Recorded data —
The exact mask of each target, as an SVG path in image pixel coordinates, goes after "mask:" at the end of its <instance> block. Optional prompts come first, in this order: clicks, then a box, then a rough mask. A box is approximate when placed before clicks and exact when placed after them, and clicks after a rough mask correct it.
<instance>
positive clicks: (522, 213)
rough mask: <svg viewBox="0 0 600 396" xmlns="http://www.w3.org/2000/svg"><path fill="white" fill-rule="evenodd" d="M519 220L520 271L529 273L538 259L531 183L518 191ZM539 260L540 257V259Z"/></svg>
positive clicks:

The task —
Please output the complete data exactly.

Solution to the problem —
The exact mask of each target, as an SVG path in image pixel coordinates, goes after "mask:" at the end of its <instance> block. Optional prompts come first, in this order: clicks, then a box, then a rough mask. A box is approximate when placed before clicks and exact when placed after them, and clicks after a rough mask correct it.
<instance>
positive clicks: (522, 213)
rough mask: <svg viewBox="0 0 600 396" xmlns="http://www.w3.org/2000/svg"><path fill="white" fill-rule="evenodd" d="M519 220L520 271L529 273L538 259L531 183L518 191ZM539 260L540 257V259Z"/></svg>
positive clicks:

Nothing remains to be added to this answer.